-- Directions --
Every line from the line containing "the woman's eye." through the final line below is to be repeated exactly; no other line is.

-- Data for the task --
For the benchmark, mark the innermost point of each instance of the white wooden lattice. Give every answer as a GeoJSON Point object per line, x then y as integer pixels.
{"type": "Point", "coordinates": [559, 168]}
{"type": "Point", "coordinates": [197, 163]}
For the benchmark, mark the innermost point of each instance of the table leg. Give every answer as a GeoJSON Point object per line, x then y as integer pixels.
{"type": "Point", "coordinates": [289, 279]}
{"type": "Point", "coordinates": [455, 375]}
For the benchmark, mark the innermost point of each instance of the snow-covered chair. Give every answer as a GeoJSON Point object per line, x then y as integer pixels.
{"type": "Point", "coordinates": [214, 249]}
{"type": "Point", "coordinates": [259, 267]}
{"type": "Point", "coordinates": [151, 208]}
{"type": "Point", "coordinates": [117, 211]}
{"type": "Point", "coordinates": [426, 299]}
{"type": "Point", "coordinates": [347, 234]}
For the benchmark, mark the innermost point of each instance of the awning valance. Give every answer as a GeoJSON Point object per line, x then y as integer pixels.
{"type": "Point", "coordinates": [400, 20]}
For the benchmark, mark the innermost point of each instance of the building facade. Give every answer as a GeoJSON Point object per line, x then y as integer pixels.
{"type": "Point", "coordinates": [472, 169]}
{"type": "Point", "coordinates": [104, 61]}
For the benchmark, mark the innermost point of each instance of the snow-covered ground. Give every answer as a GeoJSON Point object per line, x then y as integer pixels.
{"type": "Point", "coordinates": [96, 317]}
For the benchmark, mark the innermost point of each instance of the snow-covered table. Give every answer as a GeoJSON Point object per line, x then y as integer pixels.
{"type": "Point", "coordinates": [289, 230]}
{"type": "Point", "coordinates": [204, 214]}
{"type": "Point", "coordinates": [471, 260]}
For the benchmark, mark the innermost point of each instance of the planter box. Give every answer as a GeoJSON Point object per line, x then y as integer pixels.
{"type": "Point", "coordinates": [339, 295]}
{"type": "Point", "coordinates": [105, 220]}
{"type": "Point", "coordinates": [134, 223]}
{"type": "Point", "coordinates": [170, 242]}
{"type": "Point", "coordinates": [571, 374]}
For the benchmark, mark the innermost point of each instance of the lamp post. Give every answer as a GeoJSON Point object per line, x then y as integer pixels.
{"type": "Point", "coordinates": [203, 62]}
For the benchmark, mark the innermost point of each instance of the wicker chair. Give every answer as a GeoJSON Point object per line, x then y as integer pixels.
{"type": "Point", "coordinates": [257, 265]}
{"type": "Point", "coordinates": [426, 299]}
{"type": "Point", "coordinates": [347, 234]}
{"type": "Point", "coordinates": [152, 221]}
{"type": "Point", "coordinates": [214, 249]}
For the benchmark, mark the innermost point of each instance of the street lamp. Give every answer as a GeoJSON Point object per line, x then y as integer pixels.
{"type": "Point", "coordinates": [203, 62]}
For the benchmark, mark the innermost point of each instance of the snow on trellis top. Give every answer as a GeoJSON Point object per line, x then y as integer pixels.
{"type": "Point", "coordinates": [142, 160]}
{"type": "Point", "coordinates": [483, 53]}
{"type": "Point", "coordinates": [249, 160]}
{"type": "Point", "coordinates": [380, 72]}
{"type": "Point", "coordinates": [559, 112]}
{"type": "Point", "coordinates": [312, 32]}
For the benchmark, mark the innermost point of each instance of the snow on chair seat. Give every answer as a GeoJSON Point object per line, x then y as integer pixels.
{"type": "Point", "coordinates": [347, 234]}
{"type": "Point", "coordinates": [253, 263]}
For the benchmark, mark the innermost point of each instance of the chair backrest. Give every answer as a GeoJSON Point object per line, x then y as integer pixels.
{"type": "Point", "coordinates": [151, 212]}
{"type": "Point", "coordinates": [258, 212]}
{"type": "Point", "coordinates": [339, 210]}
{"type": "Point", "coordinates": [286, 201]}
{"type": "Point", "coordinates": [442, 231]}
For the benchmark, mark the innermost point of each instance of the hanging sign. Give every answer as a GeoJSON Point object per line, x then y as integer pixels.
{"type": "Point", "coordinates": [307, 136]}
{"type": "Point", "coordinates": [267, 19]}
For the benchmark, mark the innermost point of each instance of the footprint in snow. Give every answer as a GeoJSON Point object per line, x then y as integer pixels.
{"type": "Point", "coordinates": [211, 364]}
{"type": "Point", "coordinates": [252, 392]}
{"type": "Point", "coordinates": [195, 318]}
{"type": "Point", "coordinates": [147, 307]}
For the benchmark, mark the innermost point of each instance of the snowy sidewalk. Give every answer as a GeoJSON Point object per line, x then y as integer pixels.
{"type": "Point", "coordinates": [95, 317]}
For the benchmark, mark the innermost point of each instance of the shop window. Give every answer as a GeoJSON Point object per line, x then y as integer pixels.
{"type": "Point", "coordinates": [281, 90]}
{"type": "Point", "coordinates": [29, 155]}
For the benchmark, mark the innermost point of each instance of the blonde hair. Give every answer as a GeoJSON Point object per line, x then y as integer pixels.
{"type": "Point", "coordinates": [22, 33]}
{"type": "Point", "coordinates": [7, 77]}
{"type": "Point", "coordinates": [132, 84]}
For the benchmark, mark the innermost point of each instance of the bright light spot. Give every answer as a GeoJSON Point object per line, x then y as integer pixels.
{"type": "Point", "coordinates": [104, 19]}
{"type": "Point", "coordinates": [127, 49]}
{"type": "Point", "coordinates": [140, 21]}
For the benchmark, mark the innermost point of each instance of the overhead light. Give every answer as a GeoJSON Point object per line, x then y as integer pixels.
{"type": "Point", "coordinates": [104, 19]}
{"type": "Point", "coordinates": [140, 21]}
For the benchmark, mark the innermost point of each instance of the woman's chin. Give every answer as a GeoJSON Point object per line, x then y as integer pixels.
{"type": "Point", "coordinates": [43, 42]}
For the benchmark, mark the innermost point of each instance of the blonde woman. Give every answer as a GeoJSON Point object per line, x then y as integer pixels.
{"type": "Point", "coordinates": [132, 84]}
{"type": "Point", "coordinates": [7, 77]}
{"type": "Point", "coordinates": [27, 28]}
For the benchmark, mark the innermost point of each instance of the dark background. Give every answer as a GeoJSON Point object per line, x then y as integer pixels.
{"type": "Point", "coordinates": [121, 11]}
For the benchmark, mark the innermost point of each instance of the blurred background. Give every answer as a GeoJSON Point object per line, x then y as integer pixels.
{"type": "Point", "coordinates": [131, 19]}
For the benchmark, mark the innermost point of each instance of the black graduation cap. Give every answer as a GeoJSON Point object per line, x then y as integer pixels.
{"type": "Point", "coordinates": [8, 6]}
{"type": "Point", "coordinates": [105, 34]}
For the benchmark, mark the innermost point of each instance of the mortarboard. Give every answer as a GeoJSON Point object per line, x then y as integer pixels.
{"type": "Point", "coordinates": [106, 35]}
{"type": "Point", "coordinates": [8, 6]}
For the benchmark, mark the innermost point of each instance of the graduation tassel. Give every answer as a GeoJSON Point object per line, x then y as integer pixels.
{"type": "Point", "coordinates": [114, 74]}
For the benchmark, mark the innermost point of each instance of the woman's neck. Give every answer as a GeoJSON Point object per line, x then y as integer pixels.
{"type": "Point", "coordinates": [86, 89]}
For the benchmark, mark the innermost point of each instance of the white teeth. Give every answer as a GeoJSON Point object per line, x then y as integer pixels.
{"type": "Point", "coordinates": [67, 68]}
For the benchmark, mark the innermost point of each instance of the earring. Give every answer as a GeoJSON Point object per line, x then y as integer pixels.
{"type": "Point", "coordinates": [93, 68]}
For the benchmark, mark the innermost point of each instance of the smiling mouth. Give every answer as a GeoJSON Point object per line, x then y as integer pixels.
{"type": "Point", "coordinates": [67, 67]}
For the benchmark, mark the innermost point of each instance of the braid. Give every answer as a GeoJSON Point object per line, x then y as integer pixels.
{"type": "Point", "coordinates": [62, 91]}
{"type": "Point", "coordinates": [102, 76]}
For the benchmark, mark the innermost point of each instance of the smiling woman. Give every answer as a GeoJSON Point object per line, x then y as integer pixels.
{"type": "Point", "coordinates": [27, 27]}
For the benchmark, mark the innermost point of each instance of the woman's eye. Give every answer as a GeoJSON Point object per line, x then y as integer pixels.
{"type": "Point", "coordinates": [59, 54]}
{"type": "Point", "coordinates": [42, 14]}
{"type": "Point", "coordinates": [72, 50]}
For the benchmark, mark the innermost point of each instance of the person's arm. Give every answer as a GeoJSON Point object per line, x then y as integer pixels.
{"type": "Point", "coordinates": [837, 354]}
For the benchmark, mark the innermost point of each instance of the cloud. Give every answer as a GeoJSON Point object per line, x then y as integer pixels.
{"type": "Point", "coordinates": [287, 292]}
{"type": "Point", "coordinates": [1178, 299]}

-- Correct response --
For the benchmark, mark the innermost point of each instance of the woman's eye. Give every answer as a GeoJSON Point object per line, x then y as integer pixels.
{"type": "Point", "coordinates": [59, 54]}
{"type": "Point", "coordinates": [42, 14]}
{"type": "Point", "coordinates": [72, 50]}
For the benchmark, mark the innermost point of each instance of the person's arm. Give every answer as a GeoJSON Point object per line, x then y as integer pixels.
{"type": "Point", "coordinates": [837, 354]}
For the benchmark, mark the innermost point of each instance of the cloud. Give every answer as a GeoJSON Point object per line, x then y as integer pixels.
{"type": "Point", "coordinates": [287, 292]}
{"type": "Point", "coordinates": [1178, 299]}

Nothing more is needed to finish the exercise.